>>>

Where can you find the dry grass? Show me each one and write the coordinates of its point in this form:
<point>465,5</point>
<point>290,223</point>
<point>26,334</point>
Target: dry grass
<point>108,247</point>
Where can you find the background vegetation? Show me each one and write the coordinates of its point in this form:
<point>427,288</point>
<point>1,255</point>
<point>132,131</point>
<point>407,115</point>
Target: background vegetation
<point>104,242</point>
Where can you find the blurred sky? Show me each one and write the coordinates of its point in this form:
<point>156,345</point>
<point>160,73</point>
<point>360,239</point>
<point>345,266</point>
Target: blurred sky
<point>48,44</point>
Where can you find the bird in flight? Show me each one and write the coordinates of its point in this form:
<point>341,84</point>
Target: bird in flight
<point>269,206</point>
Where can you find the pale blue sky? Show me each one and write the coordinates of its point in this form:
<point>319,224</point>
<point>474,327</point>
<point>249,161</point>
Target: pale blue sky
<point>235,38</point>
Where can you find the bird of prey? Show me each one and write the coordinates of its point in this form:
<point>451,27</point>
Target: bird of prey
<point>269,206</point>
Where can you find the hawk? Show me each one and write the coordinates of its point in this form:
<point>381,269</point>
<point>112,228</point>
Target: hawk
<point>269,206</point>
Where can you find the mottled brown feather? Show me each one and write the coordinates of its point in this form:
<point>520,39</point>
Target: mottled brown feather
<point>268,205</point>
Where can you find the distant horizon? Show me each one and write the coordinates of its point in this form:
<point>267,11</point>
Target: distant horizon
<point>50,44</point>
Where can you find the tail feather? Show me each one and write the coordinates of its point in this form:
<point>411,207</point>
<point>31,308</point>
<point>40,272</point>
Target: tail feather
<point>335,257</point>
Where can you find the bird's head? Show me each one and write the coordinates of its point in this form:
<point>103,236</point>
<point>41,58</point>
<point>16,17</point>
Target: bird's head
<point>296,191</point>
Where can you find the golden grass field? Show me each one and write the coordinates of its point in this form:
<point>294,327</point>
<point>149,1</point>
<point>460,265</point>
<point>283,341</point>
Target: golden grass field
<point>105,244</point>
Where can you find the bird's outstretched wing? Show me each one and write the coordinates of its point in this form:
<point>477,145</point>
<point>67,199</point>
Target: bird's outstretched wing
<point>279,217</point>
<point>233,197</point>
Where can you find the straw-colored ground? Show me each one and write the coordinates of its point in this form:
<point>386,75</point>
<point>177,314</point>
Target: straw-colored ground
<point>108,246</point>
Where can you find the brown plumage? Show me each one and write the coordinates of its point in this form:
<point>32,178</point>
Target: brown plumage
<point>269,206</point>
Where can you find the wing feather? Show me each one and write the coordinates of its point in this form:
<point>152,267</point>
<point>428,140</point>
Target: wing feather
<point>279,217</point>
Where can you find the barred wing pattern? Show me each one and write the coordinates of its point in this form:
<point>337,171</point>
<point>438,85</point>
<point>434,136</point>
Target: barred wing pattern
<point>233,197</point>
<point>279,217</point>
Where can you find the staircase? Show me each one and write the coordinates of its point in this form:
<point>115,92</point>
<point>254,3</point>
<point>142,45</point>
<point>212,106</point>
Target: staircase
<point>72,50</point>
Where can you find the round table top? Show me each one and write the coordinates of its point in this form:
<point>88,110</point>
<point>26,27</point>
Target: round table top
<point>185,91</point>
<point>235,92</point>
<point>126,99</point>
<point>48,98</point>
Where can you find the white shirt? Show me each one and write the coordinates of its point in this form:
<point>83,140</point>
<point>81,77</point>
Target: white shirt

<<<

» YOUR OBJECTIVE
Return only the part of the records above that opens with the line containing "Target: distant horizon" and closes with the line containing "<point>67,199</point>", ends included.

» COMPLETED EXERCISE
Target: distant horizon
<point>50,44</point>
Where can you find the tail feather? Show me each one and write the coordinates of its point in this form:
<point>411,207</point>
<point>31,308</point>
<point>40,272</point>
Target: tail feather
<point>335,257</point>
Where can you find the bird's head? Show me each one and write the coordinates of its point in this form:
<point>103,236</point>
<point>41,58</point>
<point>16,17</point>
Target: bird's head
<point>296,191</point>
Where can you find the golden grass field? Show me each one and write the coordinates of its point in this form:
<point>294,327</point>
<point>149,1</point>
<point>460,265</point>
<point>283,341</point>
Target: golden grass field
<point>105,244</point>
Where can you find the bird's outstretched wing? Show me each one and write the coordinates of its point in this form:
<point>477,145</point>
<point>67,199</point>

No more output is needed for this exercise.